:: GIVEN INSTRUCTION 1 ::
Retype the drilling rig description below word for word, from "FIGS. 23-25 illustrate" up to and including "the additional details.".

:: SELECTED TEXT ::
FIGS. 23-25 illustrate an embodiment of high trip rate drilling rig 1 in the tripping in process of moving tubular stands 80 from racking module 300 to well center 30 for placement into the well, and/or the tripping out process of moving the tubular stands from well center 30 to racking module 300. To keep the drawings readable, some items mentioned below may not be numbered in FIGS. 23-25, and reference may be made to FIGS. 1-22 for the additional details.
FIG. 23 shows tubular delivery arm 500 on a front side 12 of mast 10 in an unarticulated position above racking module 300 on front side 12 of mast 10. In this position, tubular delivery arm 500 has the tubular clasp 550 facing the stand hand-off position 50, and is vertically elevated above retractable top drive assembly 200 and racking module 300. Tubular stand 80 is connected to the drill string in the well (not visible) and is now a component of drill string 90 (see FIG. 19). Tubular stand 80 and the rest of drill string 90 are held by retractable top drive assembly 200, which is articulated into its well center position 30, and is descending along mast 10 downward towards (or ascending away from) drill floor 6.
In FIG. 24, retractable top drive assembly 200 has descended further towards drill floor 6 as it lowers drill string 90 (see FIG. 19) into the well (or is earlier in its ascent for tripping out). Upper racking arm 350 is moving the next tubular stand 80 from its racked position towards stand hand-off position 50 (or away from stand hand-off position 50 for racking).

:: GIVEN INSTRUCTION 2 ::
From the rows below, pull out every line that contains the string "TARGET" and copy each one unchanged.

:: GIVEN RECORDS ::
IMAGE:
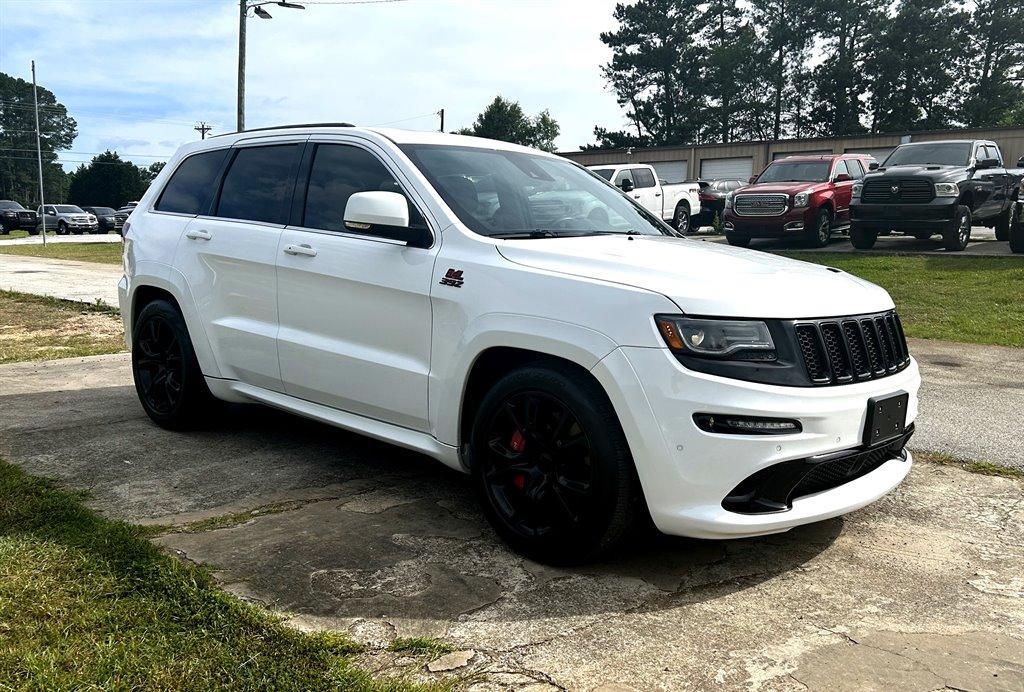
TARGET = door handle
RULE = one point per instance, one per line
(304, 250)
--
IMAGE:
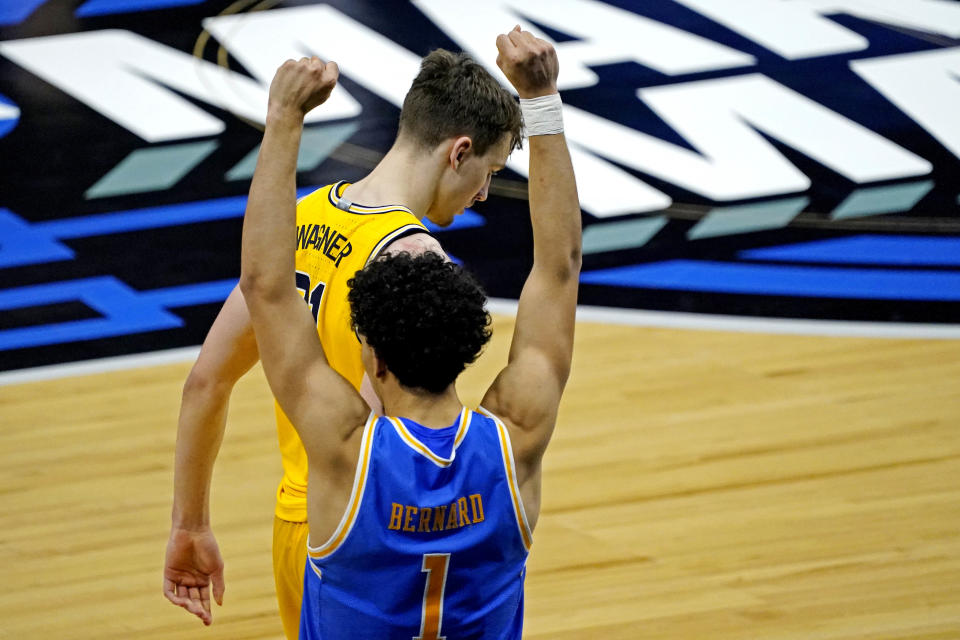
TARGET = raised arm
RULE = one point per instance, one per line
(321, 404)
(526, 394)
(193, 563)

:: ANSWER 1 ::
FIGS. 23-25 illustrate an embodiment of high trip rate drilling rig 1 in the tripping in process of moving tubular stands 80 from racking module 300 to well center 30 for placement into the well, and/or the tripping out process of moving the tubular stands from well center 30 to racking module 300. To keep the drawings readable, some items mentioned below may not be numbered in FIGS. 23-25, and reference may be made to FIGS. 1-22 for the additional details.

:: ANSWER 2 ::
TARGET = door handle
TARGET = raised arm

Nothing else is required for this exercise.